* _Problem to work on_:
What lines below contain the string "sample"? List them all.

* _Supplied data_:
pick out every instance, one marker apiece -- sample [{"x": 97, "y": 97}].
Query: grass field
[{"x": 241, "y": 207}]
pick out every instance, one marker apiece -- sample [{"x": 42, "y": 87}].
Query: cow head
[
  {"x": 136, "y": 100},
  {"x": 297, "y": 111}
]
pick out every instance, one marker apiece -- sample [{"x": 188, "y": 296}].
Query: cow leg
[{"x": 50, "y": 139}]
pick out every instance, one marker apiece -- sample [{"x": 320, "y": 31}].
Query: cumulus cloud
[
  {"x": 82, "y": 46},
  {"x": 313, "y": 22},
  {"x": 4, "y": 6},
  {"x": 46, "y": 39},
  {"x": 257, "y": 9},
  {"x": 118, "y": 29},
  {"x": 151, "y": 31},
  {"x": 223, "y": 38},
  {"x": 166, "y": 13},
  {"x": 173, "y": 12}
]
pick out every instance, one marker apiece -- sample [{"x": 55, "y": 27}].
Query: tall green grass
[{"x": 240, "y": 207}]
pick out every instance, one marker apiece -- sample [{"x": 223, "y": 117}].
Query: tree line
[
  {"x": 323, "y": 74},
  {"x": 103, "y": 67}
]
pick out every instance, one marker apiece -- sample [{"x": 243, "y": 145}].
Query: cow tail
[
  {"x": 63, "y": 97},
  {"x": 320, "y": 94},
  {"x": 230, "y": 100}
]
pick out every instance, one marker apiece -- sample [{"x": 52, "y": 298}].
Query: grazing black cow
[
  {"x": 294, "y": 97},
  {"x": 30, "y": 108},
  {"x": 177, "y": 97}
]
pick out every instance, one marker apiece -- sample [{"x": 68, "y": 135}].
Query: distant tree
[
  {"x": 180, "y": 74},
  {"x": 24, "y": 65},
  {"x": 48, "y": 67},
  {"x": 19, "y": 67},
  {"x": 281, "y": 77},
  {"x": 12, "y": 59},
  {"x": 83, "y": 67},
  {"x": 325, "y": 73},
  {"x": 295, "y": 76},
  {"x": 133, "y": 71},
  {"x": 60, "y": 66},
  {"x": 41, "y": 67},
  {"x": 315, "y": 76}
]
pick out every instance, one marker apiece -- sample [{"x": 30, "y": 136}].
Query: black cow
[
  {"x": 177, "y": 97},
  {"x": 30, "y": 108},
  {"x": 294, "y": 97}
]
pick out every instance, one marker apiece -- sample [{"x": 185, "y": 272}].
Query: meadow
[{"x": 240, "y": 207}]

* _Written response_:
pick out every instance, one marker apiece -- sample [{"x": 97, "y": 97}].
pick out every instance, one marker apiece -- sample [{"x": 42, "y": 87}].
pick out every instance, one marker apiece -- sample [{"x": 188, "y": 296}].
pick out every instance, one marker apiece -- sample [{"x": 320, "y": 31}].
pick out every instance, one marker apiece -- sample [{"x": 55, "y": 27}].
pick out every instance, one marker apiece -- sample [{"x": 223, "y": 117}].
pick out every instance, one marker apiece -- sample [{"x": 243, "y": 145}].
pick out every instance, one marker apiece -- sample [{"x": 52, "y": 298}].
pick out every instance, one marker apiece -- sample [{"x": 68, "y": 135}].
pick out every instance, one marker apiece -- sample [{"x": 30, "y": 136}].
pick out every instance, one marker apiece -- sample [{"x": 185, "y": 272}].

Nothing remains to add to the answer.